[Stored items]
>>

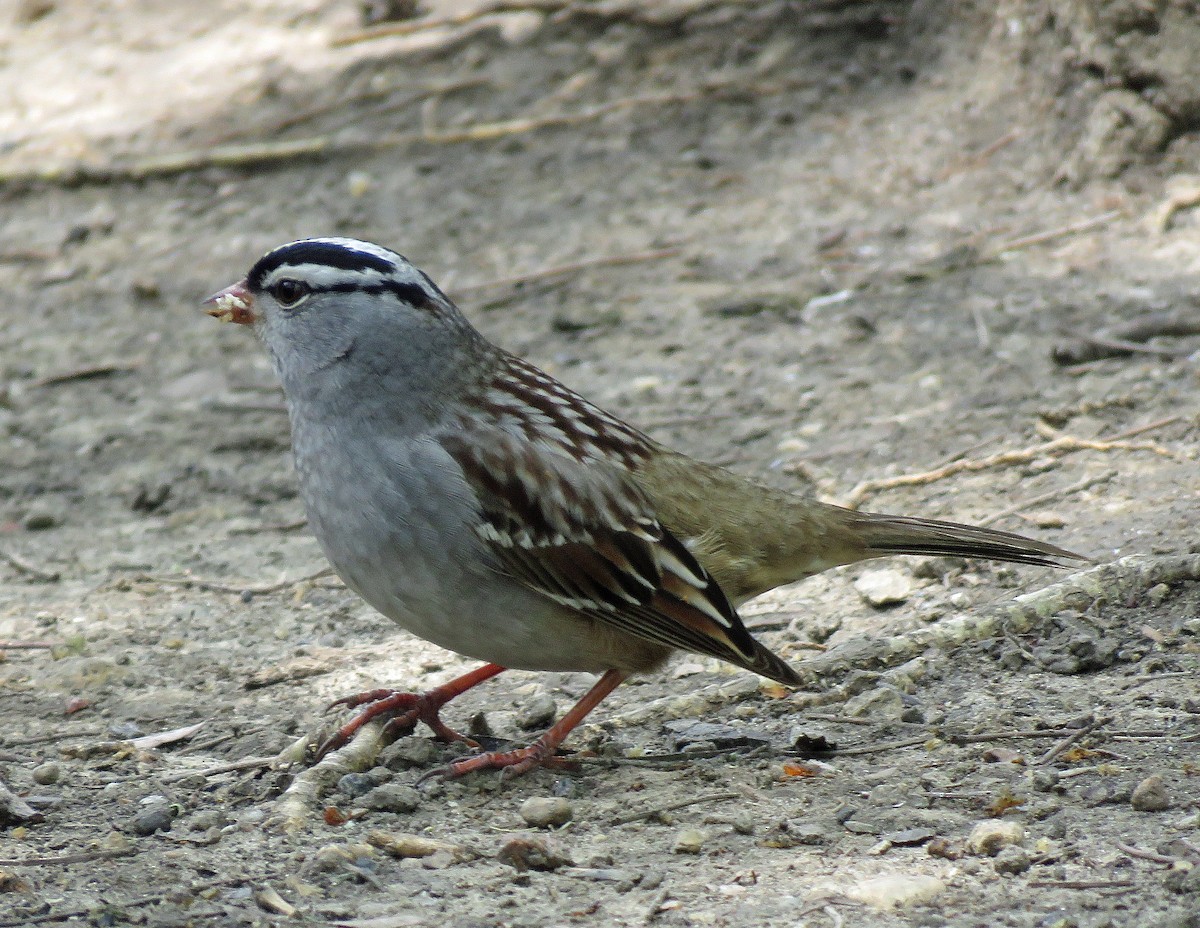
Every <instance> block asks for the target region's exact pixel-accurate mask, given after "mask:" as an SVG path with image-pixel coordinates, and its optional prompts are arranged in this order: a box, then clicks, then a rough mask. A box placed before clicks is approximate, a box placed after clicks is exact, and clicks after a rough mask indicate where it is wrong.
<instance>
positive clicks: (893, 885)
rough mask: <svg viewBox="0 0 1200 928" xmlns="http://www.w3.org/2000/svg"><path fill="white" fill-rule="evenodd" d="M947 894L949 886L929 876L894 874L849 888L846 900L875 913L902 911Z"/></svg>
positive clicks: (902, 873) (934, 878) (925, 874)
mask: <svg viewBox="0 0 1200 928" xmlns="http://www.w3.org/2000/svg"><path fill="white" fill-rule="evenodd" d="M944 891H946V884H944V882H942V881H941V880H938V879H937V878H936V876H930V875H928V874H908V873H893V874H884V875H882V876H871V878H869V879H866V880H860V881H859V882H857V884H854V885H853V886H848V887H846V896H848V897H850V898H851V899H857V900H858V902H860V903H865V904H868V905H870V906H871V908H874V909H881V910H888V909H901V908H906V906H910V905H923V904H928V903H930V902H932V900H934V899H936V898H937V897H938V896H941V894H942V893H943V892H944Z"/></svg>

<<
>>

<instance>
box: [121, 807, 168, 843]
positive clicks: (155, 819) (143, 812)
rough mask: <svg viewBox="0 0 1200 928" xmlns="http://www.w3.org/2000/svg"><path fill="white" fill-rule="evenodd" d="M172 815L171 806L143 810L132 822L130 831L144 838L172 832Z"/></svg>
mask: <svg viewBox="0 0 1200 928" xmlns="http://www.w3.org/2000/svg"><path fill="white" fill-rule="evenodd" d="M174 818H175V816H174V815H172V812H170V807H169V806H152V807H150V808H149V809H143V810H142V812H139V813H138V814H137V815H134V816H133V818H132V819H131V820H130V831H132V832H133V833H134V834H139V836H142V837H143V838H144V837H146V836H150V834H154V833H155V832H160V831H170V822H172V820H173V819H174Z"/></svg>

<<

EXERCISE INSTRUCTIONS: Rename "rough mask" to "draft mask" in the material that begins at the line containing "Every <instance> block" and ends after the line containing "positive clicks: (902, 873)". Reproduce only those lines, with everything else left unchanged.

THE COMPLETED TASK:
Every <instance> block asks for the target region's exact pixel-accurate mask, given after "mask:" as an SVG path with image-pixel coordinates, and its optional prompts are arranged in this order: a box, then clicks, then a draft mask. A box placed before clicks is approximate, a box placed after clicks is exact, and clicks after a draft mask indicate where it is wrong.
<instance>
positive clicks: (893, 885)
draft mask: <svg viewBox="0 0 1200 928" xmlns="http://www.w3.org/2000/svg"><path fill="white" fill-rule="evenodd" d="M947 894L949 886L929 876L894 874L849 888L846 900L875 913L902 911Z"/></svg>
positive clicks: (902, 873) (934, 878) (925, 874)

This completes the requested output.